THE PROBLEM.
Render the records below as a numbered list, one line per item, with blank lines left out. Leave the pictures out of the list.

EXERCISE DATA.

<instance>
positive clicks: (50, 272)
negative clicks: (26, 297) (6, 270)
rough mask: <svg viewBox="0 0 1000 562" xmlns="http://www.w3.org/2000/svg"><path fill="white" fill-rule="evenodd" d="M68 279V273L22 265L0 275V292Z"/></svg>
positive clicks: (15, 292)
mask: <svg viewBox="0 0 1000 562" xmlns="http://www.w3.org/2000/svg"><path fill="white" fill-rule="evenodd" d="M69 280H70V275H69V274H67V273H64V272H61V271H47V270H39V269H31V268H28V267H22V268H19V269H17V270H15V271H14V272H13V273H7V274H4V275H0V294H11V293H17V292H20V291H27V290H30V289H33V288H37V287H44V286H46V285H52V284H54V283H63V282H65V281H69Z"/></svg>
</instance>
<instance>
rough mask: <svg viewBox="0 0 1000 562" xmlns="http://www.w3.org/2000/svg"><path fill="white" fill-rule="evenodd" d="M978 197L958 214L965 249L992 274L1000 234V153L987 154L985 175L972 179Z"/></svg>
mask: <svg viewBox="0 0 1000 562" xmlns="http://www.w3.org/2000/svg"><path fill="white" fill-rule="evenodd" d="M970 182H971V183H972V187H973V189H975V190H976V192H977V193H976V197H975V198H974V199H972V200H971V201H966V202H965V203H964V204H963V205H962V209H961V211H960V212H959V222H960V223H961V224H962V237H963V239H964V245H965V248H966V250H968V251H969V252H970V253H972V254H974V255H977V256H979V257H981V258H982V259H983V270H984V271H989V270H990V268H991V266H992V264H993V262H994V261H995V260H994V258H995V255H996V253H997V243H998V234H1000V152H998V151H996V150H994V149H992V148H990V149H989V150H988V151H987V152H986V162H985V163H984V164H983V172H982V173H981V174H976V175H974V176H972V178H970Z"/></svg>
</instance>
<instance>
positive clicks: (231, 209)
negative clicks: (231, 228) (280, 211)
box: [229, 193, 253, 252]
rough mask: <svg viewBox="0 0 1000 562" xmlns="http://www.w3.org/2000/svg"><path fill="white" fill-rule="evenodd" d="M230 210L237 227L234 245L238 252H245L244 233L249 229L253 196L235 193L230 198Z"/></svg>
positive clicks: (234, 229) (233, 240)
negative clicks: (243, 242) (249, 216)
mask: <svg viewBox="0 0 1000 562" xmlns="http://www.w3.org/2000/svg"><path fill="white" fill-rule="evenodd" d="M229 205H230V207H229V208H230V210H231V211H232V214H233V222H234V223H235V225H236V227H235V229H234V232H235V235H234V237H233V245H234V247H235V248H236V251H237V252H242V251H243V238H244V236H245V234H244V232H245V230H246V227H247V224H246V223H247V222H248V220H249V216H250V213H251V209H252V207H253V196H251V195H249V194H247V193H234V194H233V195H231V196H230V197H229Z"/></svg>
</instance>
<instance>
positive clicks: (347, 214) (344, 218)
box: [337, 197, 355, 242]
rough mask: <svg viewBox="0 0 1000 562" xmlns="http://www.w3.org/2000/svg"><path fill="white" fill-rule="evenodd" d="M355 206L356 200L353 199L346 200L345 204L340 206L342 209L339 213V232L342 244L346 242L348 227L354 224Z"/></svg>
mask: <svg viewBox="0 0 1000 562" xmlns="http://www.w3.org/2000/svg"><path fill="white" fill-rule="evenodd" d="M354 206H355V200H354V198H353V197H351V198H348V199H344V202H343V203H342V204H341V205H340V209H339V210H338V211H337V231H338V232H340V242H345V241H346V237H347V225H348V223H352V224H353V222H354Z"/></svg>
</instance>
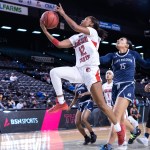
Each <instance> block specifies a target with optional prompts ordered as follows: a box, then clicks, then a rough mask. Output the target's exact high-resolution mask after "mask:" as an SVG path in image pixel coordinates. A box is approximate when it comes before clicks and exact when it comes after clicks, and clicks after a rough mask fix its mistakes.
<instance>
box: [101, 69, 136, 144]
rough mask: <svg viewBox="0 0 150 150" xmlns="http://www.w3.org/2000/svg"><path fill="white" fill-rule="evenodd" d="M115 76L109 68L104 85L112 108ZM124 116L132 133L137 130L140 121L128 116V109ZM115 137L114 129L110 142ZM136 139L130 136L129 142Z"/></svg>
mask: <svg viewBox="0 0 150 150" xmlns="http://www.w3.org/2000/svg"><path fill="white" fill-rule="evenodd" d="M113 77H114V73H113V72H112V71H111V70H108V71H107V72H106V74H105V78H106V80H107V82H106V83H104V84H103V85H102V89H103V93H104V98H105V101H106V103H107V105H108V106H109V107H110V108H112V109H113V106H114V102H113V101H112V87H113ZM124 118H125V125H126V127H127V128H128V129H129V130H130V132H131V133H132V131H134V130H136V128H138V126H139V124H138V122H137V121H136V120H135V119H134V118H133V117H132V116H128V112H127V110H126V112H125V113H124ZM112 127H113V125H111V128H112ZM125 137H126V136H125ZM131 137H132V134H131ZM115 138H116V133H115V131H113V132H112V133H111V135H109V142H110V143H111V142H112V141H113V142H114V141H115ZM134 140H135V139H134V138H133V139H132V138H130V139H129V141H128V143H129V144H132V143H133V141H134ZM123 145H127V142H126V141H125V142H124V143H123ZM104 146H105V145H104Z"/></svg>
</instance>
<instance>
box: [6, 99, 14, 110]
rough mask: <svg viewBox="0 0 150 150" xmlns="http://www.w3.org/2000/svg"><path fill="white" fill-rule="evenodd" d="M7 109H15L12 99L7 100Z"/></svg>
mask: <svg viewBox="0 0 150 150" xmlns="http://www.w3.org/2000/svg"><path fill="white" fill-rule="evenodd" d="M7 107H8V108H13V109H15V108H16V106H15V102H14V101H13V100H12V99H9V100H8V101H7Z"/></svg>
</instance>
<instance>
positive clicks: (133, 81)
mask: <svg viewBox="0 0 150 150" xmlns="http://www.w3.org/2000/svg"><path fill="white" fill-rule="evenodd" d="M113 84H114V85H121V84H135V82H134V81H126V82H114V83H113Z"/></svg>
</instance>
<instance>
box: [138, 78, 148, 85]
mask: <svg viewBox="0 0 150 150" xmlns="http://www.w3.org/2000/svg"><path fill="white" fill-rule="evenodd" d="M140 83H141V84H147V83H148V76H146V77H145V78H143V79H142V80H141V82H140Z"/></svg>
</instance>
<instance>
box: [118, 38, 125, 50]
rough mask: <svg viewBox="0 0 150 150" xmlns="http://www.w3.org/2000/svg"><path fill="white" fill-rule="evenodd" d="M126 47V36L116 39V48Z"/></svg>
mask: <svg viewBox="0 0 150 150" xmlns="http://www.w3.org/2000/svg"><path fill="white" fill-rule="evenodd" d="M127 47H128V44H127V39H126V38H120V39H119V40H117V43H116V48H117V49H118V50H120V49H124V48H127Z"/></svg>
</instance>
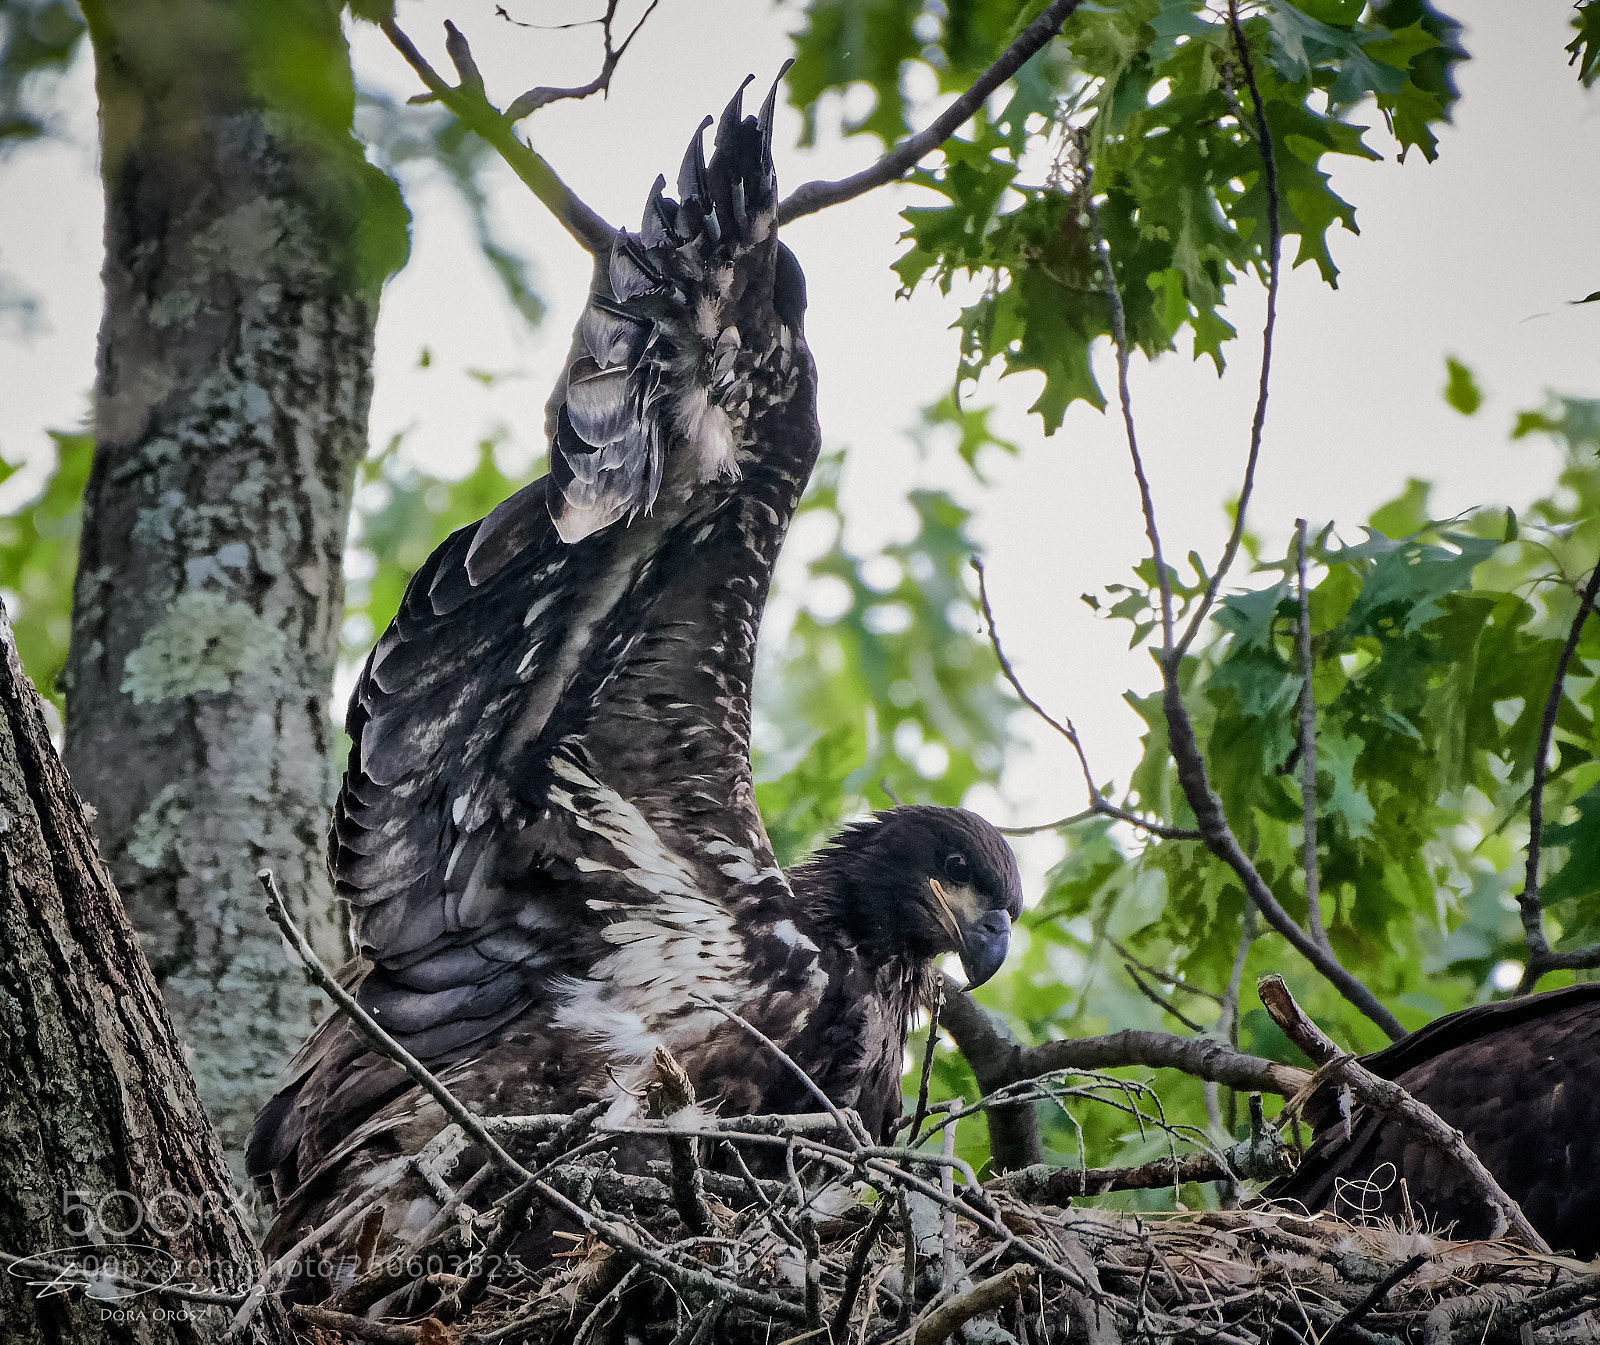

RESPONSE FOR THIS EXERCISE.
1. <instance>
2. positive clicks: (50, 272)
3. negative clicks: (26, 297) (6, 270)
4. rough mask: <svg viewBox="0 0 1000 562" xmlns="http://www.w3.org/2000/svg"><path fill="white" fill-rule="evenodd" d="M68 279V273L22 265L0 275V292Z"/></svg>
5. positive clicks: (15, 292)
6. mask: <svg viewBox="0 0 1000 562" xmlns="http://www.w3.org/2000/svg"><path fill="white" fill-rule="evenodd" d="M69 280H70V275H69V274H67V273H64V272H61V271H47V270H39V269H31V268H28V267H22V268H19V269H17V270H15V271H14V272H13V273H7V274H4V275H0V294H11V293H17V292H20V291H27V290H30V289H33V288H37V287H44V286H46V285H52V284H54V283H63V282H65V281H69Z"/></svg>
7. </instance>
8. <instance>
9. rough mask: <svg viewBox="0 0 1000 562" xmlns="http://www.w3.org/2000/svg"><path fill="white" fill-rule="evenodd" d="M978 197L958 214L965 249L992 274L1000 234V153L987 154L985 175L972 179Z"/></svg>
10. mask: <svg viewBox="0 0 1000 562" xmlns="http://www.w3.org/2000/svg"><path fill="white" fill-rule="evenodd" d="M970 182H971V183H972V187H973V189H975V190H976V192H977V193H976V197H975V198H974V199H972V200H971V201H966V202H965V203H964V204H963V205H962V209H961V211H960V212H959V222H960V223H961V224H962V237H963V239H964V245H965V248H966V250H968V251H969V252H970V253H972V254H974V255H977V256H979V257H981V258H982V259H983V270H984V271H989V270H990V268H991V266H992V264H993V262H994V261H995V260H994V258H995V255H996V253H997V243H998V234H1000V152H998V151H996V150H994V149H992V148H990V149H989V150H988V151H987V152H986V162H985V163H984V164H983V172H982V173H981V174H976V175H974V176H972V178H970Z"/></svg>
11. </instance>
12. <instance>
13. positive clicks: (231, 209)
14. negative clicks: (231, 228) (280, 211)
15. box: [229, 193, 253, 252]
16. rough mask: <svg viewBox="0 0 1000 562" xmlns="http://www.w3.org/2000/svg"><path fill="white" fill-rule="evenodd" d="M230 210L237 227L234 245L238 252H245L244 233L249 229L253 196L235 193L230 198Z"/></svg>
17. positive clicks: (234, 229) (233, 240)
18. negative clicks: (243, 242) (249, 216)
19. mask: <svg viewBox="0 0 1000 562" xmlns="http://www.w3.org/2000/svg"><path fill="white" fill-rule="evenodd" d="M229 205H230V207H229V208H230V210H231V211H232V214H233V222H234V223H235V225H236V227H235V229H234V232H235V235H234V237H233V245H234V247H235V248H236V251H237V252H242V251H243V238H244V236H245V234H244V232H245V230H246V227H247V224H246V223H247V222H248V220H249V216H250V213H251V209H252V207H253V196H251V195H249V194H247V193H234V194H233V195H231V196H230V197H229Z"/></svg>
20. </instance>
21. <instance>
22. positive clicks: (347, 214) (344, 218)
23. box: [337, 197, 355, 242]
24. rough mask: <svg viewBox="0 0 1000 562" xmlns="http://www.w3.org/2000/svg"><path fill="white" fill-rule="evenodd" d="M355 206L356 200L353 199L346 200L345 204L340 206L342 209L339 213V232L342 244L346 242L348 227L354 224Z"/></svg>
25. mask: <svg viewBox="0 0 1000 562" xmlns="http://www.w3.org/2000/svg"><path fill="white" fill-rule="evenodd" d="M354 206H355V200H354V198H353V197H351V198H348V199H344V202H343V203H342V204H341V205H340V209H339V210H338V211H337V231H338V232H340V242H345V241H346V237H347V225H348V223H352V224H353V222H354Z"/></svg>
26. </instance>
27. Each <instance> block specifies a target with optional prompts ordered as follows: a box, then clicks, then a rough mask. Output the target's exact high-resolution mask after "mask:" as an SVG path in image pixel coordinates. A box is approximate when it comes before clicks and exact when it comes after clicks, and clicks after a rough mask fix its mistakes.
28. <instance>
29. box: [101, 69, 136, 144]
30. rough mask: <svg viewBox="0 0 150 150" xmlns="http://www.w3.org/2000/svg"><path fill="white" fill-rule="evenodd" d="M115 76L109 68L104 85L112 108ZM124 116L132 133L137 130L140 121L128 116V109ZM115 137L114 129L110 142ZM136 139L130 136L129 142Z"/></svg>
31. mask: <svg viewBox="0 0 150 150" xmlns="http://www.w3.org/2000/svg"><path fill="white" fill-rule="evenodd" d="M113 77H114V73H113V72H112V71H111V70H108V71H107V72H106V74H105V78H106V80H107V82H106V83H104V84H103V85H102V89H103V93H104V98H105V101H106V103H107V105H108V106H109V107H110V108H112V109H113V106H114V102H113V101H112V87H113ZM124 118H125V125H126V127H127V128H128V129H129V130H130V132H131V133H132V131H134V130H136V128H138V126H139V124H138V122H137V121H136V120H135V119H134V118H133V117H132V116H128V112H127V110H126V112H125V113H124ZM112 127H113V125H111V128H112ZM125 137H126V136H125ZM131 137H132V134H131ZM115 138H116V133H115V131H113V132H112V133H111V135H109V142H110V143H111V142H112V141H113V142H114V141H115ZM134 140H135V139H134V138H133V139H132V138H130V139H129V141H128V143H129V144H132V143H133V141H134ZM123 145H127V142H126V141H125V142H124V143H123ZM104 146H105V145H104Z"/></svg>
32. </instance>
33. <instance>
34. box: [6, 99, 14, 110]
35. rough mask: <svg viewBox="0 0 150 150" xmlns="http://www.w3.org/2000/svg"><path fill="white" fill-rule="evenodd" d="M7 109H15L12 99L7 100Z"/></svg>
36. mask: <svg viewBox="0 0 150 150" xmlns="http://www.w3.org/2000/svg"><path fill="white" fill-rule="evenodd" d="M7 107H8V108H13V109H15V108H16V106H15V102H14V101H13V100H12V99H9V100H8V101H7Z"/></svg>
37. </instance>
38. <instance>
39. positive clicks: (133, 81)
40. mask: <svg viewBox="0 0 150 150" xmlns="http://www.w3.org/2000/svg"><path fill="white" fill-rule="evenodd" d="M113 84H114V85H121V84H135V82H134V81H126V82H114V83H113Z"/></svg>
41. </instance>
42. <instance>
43. box: [138, 78, 148, 85]
44. mask: <svg viewBox="0 0 150 150" xmlns="http://www.w3.org/2000/svg"><path fill="white" fill-rule="evenodd" d="M140 83H141V84H147V83H148V76H146V77H145V78H143V79H142V80H141V82H140Z"/></svg>
45. </instance>
46. <instance>
47. box: [118, 38, 125, 50]
48. rough mask: <svg viewBox="0 0 150 150" xmlns="http://www.w3.org/2000/svg"><path fill="white" fill-rule="evenodd" d="M126 47V36L116 39V48Z"/></svg>
49. mask: <svg viewBox="0 0 150 150" xmlns="http://www.w3.org/2000/svg"><path fill="white" fill-rule="evenodd" d="M127 47H128V44H127V39H126V38H120V39H119V40H117V43H116V48H117V49H118V50H120V49H124V48H127Z"/></svg>
50. </instance>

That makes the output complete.